GIVEN PROBLEM 1
In the issue thread, which contract is the only one whose tests are currently run?
GIVEN PROBLEM 2
Extract the passage of the issue thread starting at "tagging @hugocaillard" and ending at "on this repo.", keeping every word unchanged.

:: EXCERPT TO READ ::

Open wileyj opened 8 months ago

wileyj commented 8 months ago

With the recent changes outlined here: https://www.hiro.so/blog/announcing-the-clarinet-sdk-a-javascript-programming-model-for-easy-smart-contract-testing

The core contract tests should be updated to use this SDK rather than relying on a soon to be outdated docker image. Currently, the only test being run is for the bns.clar contract using this step:

      - name: Execute core contract unit tests in Clarinet
        id: clarinet_unit_test
        uses: docker://hirosystems/clarinet:1.1.0
        with:
          args: test --coverage --manifest-path=./contrib/core-contract-tests/Clarinet.toml

ref: https://github.com/stacks-network/stacks-blockchain/blob/master/contrib/core-contract-tests/Clarinet.toml#L9

Future work should also be done to include other active boot contracts like pox-3.clar https://github.com/stacks-network/stacks-blockchain/tree/master/src/chainstate/stacks/boot

tagging @hugocaillard

hugocaillard commented 8 months ago

I wonder what would be the purpose of these tests. Since we are testing code that is already deployed on mainnet, it's not going to change or to break for no reason. It could be interesting to have some sort of regtests, in a sense that if the tests break for some reason , it would mean that the testing env is broken. But here the testing env is clarinet, and it does make much sense to me to run regtests on clarinet on this repo.

:::
:: RECORD LIST ::

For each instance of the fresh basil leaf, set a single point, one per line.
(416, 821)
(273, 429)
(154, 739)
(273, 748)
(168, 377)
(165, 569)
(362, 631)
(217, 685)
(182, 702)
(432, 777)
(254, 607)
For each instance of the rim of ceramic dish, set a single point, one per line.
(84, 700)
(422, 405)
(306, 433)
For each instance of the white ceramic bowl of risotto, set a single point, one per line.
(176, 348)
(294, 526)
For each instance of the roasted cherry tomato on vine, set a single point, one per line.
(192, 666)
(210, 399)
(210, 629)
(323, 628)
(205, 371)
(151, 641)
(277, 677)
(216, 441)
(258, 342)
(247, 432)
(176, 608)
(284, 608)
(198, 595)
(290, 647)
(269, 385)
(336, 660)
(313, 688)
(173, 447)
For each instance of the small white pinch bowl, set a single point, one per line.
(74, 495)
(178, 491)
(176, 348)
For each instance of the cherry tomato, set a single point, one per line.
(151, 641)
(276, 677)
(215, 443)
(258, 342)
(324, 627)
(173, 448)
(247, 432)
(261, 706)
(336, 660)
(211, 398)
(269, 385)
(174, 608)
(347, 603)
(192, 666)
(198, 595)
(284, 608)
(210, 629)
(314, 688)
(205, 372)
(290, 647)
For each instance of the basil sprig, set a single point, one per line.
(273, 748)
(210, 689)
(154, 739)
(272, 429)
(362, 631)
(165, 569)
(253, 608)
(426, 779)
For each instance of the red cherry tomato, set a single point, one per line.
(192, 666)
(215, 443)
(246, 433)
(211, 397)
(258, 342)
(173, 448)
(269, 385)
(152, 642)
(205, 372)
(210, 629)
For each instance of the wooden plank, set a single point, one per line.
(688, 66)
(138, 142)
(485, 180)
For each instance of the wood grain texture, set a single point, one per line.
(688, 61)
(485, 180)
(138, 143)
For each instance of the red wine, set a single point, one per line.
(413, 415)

:::

COMPLETE RESPONSE 1
The bns.clar contract.

COMPLETE RESPONSE 2
tagging @hugocaillard

hugocaillard commented 8 months ago

I wonder what would be the purpose of these tests. Since we are testing code that is already deployed on mainnet, it's not going to change or to break for no reason. It could be interesting to have some sort of regtests, in a sense that if the tests break for some reason , it would mean that the testing env is broken. But here the testing env is clarinet, and it does make much sense to me to run regtests on clarinet on this repo.